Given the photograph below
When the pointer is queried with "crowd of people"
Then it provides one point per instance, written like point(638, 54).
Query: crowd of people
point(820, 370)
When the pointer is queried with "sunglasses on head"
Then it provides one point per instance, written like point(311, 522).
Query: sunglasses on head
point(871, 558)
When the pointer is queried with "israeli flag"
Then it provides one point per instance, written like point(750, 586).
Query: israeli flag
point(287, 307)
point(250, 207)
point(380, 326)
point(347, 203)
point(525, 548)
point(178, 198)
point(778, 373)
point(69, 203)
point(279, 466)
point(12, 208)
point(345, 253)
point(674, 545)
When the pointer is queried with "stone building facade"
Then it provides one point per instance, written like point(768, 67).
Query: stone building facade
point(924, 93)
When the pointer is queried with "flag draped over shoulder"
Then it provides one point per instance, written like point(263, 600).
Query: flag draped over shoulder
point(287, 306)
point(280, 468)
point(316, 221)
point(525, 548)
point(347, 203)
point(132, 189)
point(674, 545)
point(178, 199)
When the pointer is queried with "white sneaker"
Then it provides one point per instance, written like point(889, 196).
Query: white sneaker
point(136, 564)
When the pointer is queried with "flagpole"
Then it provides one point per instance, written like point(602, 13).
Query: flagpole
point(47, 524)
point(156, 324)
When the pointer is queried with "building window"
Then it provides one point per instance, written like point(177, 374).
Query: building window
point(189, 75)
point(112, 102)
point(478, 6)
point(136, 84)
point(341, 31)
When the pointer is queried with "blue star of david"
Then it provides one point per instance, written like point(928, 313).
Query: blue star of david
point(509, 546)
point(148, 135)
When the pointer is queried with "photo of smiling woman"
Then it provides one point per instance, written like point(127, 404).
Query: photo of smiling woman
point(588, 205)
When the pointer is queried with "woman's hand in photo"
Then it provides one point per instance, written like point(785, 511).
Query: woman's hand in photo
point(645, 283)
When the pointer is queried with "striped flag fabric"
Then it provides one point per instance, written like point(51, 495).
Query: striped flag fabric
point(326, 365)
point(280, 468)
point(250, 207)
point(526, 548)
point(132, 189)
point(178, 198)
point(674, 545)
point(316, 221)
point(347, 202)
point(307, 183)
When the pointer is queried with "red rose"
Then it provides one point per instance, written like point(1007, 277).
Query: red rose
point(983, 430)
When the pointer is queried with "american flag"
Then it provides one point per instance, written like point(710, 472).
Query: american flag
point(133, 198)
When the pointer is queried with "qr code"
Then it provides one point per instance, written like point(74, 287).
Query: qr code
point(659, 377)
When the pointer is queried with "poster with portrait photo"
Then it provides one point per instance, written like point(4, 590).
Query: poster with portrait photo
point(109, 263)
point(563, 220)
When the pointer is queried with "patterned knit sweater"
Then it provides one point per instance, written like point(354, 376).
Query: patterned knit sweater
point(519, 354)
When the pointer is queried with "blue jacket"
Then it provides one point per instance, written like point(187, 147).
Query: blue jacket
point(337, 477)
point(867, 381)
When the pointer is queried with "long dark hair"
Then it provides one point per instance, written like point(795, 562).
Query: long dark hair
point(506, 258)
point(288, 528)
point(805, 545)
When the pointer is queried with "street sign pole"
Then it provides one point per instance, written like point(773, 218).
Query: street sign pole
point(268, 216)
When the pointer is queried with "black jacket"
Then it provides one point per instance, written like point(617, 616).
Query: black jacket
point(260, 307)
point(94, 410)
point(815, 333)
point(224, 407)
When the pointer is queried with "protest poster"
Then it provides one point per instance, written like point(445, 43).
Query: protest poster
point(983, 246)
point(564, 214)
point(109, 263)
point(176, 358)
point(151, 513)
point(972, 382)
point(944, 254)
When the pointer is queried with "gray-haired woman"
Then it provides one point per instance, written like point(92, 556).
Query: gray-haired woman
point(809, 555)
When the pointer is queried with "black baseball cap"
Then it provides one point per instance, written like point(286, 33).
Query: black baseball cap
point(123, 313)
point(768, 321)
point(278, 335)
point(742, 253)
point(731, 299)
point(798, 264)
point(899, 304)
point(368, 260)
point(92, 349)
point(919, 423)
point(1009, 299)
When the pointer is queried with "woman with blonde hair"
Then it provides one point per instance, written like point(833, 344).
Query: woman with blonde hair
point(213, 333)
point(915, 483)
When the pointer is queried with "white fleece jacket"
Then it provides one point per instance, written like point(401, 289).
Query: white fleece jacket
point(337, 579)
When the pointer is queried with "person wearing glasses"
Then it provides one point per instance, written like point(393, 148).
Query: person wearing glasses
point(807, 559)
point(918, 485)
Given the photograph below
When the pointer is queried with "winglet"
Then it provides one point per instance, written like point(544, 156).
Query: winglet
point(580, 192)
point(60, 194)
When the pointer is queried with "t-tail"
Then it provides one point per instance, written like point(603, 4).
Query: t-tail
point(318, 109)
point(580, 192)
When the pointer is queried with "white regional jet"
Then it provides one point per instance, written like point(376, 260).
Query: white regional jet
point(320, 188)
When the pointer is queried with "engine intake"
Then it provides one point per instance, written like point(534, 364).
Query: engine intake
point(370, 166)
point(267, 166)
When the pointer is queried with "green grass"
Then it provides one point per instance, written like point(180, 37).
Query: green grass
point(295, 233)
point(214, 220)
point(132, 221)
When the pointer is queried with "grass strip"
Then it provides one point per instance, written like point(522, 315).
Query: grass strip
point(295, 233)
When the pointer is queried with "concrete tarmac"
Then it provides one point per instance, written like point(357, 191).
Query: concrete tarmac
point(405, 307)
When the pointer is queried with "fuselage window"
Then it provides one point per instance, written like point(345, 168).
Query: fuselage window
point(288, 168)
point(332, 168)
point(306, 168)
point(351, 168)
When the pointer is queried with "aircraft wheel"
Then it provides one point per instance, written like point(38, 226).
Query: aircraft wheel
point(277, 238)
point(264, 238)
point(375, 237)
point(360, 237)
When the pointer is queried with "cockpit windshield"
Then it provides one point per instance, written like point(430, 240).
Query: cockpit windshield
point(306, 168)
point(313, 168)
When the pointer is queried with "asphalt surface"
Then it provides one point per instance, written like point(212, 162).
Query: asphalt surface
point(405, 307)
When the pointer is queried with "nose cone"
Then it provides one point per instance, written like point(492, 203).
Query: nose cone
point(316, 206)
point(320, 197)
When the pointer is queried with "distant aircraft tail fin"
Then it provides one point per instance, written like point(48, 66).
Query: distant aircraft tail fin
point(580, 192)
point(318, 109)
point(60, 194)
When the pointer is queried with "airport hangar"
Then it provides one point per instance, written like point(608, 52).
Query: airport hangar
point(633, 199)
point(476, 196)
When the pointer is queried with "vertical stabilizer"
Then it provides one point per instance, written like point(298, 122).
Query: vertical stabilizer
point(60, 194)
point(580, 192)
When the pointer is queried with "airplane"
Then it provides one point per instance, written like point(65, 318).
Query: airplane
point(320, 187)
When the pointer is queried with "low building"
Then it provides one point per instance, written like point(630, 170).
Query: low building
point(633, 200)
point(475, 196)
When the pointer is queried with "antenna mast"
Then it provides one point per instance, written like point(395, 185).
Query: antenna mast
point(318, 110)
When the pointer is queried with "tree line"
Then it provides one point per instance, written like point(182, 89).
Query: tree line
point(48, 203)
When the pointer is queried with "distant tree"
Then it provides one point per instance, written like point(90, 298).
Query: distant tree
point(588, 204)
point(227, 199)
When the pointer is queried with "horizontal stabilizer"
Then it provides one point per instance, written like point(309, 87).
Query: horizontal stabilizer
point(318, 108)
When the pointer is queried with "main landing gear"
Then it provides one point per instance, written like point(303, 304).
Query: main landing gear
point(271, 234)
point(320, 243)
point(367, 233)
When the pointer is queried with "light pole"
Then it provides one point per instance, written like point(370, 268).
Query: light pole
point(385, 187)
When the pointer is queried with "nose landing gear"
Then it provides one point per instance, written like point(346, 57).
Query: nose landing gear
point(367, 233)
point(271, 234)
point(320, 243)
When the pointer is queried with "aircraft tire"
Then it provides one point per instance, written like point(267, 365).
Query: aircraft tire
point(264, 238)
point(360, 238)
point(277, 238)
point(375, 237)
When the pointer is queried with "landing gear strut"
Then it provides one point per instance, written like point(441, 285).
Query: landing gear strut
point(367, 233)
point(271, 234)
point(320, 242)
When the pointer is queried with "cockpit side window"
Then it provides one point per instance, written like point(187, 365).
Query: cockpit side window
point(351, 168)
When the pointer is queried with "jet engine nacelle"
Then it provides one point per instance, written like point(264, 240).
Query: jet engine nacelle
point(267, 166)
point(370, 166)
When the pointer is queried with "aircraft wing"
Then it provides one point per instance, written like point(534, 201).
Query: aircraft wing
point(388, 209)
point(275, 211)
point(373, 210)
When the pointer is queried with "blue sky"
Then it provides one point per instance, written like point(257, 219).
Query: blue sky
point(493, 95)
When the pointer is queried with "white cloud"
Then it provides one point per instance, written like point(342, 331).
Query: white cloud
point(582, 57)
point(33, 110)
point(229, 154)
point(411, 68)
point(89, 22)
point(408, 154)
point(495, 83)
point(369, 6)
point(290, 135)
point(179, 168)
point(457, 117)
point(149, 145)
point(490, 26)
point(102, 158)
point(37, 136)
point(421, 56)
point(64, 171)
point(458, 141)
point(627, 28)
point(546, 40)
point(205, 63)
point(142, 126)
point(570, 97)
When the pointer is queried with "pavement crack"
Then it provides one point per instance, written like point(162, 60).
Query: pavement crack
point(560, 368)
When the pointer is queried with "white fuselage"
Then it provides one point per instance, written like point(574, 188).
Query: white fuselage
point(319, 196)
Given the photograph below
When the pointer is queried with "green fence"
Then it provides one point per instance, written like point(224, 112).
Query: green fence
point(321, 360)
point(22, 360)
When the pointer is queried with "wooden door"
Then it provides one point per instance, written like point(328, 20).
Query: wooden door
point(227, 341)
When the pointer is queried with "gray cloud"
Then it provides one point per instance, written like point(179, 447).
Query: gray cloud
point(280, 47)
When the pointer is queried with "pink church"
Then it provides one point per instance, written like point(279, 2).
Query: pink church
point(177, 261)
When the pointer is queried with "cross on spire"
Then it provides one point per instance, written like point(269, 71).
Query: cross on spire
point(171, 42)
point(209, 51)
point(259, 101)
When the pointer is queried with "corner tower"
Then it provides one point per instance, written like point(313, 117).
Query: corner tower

*-*-*

Given the word "corner", show every line of the records that contains it.

→ Exercise answer
When the pointer is queried with "corner tower"
Query: corner tower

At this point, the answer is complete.